(Data to process)

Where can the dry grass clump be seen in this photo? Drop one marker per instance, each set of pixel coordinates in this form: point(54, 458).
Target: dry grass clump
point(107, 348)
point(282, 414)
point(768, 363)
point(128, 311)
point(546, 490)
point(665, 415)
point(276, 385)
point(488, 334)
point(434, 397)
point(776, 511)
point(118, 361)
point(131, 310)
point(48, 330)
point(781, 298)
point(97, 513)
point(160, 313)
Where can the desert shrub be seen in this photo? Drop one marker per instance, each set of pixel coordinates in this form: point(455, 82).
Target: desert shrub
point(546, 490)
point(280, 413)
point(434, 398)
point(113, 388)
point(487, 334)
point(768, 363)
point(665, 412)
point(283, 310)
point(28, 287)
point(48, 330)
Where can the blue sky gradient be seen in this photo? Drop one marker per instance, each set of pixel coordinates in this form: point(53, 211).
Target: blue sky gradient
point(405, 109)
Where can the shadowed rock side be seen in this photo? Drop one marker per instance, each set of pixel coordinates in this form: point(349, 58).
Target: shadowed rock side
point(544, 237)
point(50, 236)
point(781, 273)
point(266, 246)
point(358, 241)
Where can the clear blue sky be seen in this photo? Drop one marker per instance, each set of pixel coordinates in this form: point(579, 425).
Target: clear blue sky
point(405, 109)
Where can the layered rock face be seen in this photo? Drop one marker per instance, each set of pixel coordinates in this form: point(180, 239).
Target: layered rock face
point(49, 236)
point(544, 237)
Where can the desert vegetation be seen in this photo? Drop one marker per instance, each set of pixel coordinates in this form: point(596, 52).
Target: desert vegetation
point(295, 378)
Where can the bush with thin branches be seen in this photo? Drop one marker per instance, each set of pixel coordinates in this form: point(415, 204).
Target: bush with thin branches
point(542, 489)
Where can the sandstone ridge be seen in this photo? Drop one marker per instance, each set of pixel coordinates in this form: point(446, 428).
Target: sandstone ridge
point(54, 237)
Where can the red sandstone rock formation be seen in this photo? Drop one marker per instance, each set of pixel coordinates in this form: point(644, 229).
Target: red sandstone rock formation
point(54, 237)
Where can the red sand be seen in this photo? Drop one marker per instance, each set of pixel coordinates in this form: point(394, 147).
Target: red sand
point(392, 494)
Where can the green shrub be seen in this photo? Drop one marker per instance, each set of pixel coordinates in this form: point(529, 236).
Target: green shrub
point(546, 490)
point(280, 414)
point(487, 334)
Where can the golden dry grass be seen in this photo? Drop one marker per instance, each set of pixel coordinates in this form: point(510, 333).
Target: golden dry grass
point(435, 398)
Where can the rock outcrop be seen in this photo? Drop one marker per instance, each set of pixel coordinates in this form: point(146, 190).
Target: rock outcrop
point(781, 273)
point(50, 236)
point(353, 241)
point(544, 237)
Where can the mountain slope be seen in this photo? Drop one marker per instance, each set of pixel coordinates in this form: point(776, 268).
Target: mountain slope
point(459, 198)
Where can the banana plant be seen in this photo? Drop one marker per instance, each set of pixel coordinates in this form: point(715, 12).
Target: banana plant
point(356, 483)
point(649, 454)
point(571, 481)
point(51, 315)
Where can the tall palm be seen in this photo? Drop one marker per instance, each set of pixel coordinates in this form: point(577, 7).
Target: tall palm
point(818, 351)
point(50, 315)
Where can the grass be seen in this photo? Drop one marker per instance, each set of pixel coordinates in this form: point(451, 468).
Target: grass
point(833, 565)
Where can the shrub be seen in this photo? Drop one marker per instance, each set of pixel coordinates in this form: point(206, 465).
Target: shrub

(End Data to process)

_Exercise requirements_
For this exercise, output the records in full, exactly.

_Task result_
Where can the dry grass clump be seen in this photo? Drop one marker per instance, each set of pixel coordinates in this form: point(54, 458).
Target: dry grass clump
point(107, 348)
point(282, 414)
point(768, 363)
point(128, 311)
point(546, 490)
point(665, 415)
point(276, 385)
point(488, 334)
point(434, 397)
point(776, 511)
point(118, 361)
point(131, 310)
point(48, 330)
point(781, 298)
point(97, 513)
point(160, 313)
Where can the desert shrub be seen in this photo? Drop one marker per instance, each set of pixel coordinates in this form: point(455, 82).
Target: desert shrub
point(546, 490)
point(280, 413)
point(434, 398)
point(113, 388)
point(487, 334)
point(768, 363)
point(665, 412)
point(283, 310)
point(28, 287)
point(48, 330)
Where can the blue sky gradient be seen in this photo? Drop one marker per instance, each set of pixel coordinates in this form: point(53, 211).
Target: blue sky gradient
point(405, 109)
Where can the shadowed rock side be seen in this photo? Drop one marker per instance, each set of pixel coordinates in this form: point(349, 58).
Target: shadowed rock side
point(544, 237)
point(50, 236)
point(781, 273)
point(266, 246)
point(358, 241)
Where can the clear blue sky be seen in this photo? Drop one marker per instance, each set of pixel coordinates in this form: point(579, 425).
Target: clear blue sky
point(405, 109)
Where can the layered rock face be seen in this photo? Drop one marker per instance, each set of pixel coordinates in this form: point(180, 239).
Target: layered rock face
point(49, 236)
point(544, 237)
Where can the desert vegetation be seen in this photo? Drop one marker per instance, each set of pixel coordinates in this form: point(596, 52).
Target: desert vegetation
point(295, 378)
Where can the bush with thin branches be seen in this photo? Drop one marker per instance, each set of pixel coordinates in this form: point(415, 204).
Target: bush with thin branches
point(542, 489)
Where can the sandstone ridge be seen in this photo? Drop one marker per instance, each set of pixel coordinates in this form: point(446, 428).
Target: sandstone ridge
point(54, 237)
Where can the red sandstone rock formation be seen in this photo? Drop one marker per instance, each set of pixel coordinates in this form: point(644, 229).
Target: red sandstone rock formation
point(54, 237)
Where can the red sand be seen in this photo? Drop one marker per instance, each set of pixel coordinates in this form: point(394, 147).
Target: red sand
point(392, 494)
Where can the green shrub be seen in this photo? Drop one marker per instance, each set of pixel coordinates in this form: point(529, 236).
Target: green shrub
point(546, 490)
point(280, 414)
point(487, 334)
Where can the golden dry grass be seen in this photo? Drop one marker per instance, each set of pixel coordinates in this form: point(510, 333).
Target: golden dry grass
point(435, 398)
Where can the rock outcrop be seen in this photo? Drop one marker per instance, each set of pixel coordinates in this form: point(146, 190).
Target: rock outcrop
point(781, 273)
point(50, 236)
point(353, 241)
point(544, 237)
Where can the mountain slope be seen in this photo? Drop one marker per instance, each set of pixel coordinates in this form: point(776, 268).
Target: mountain slope
point(459, 198)
Where can the banana plant be seen in this photo? Drop one marker per instance, each set of pixel coordinates in this form: point(715, 12).
Target: banana plant
point(356, 483)
point(649, 454)
point(571, 481)
point(51, 315)
Where can the tall palm be seen in this photo? Drop one marker per instance, each set of pixel coordinates in this form: point(577, 7).
Target: tall palm
point(818, 351)
point(50, 315)
Where can the grass be seen in this photo? Drop one marker per instance, each set of pixel coordinates in this form: point(451, 468).
Target: grass
point(833, 565)
Where can the shrub be seen in this photo? Drop one marker per instance, each set of pixel coordinates in this form: point(206, 465).
Target: shrub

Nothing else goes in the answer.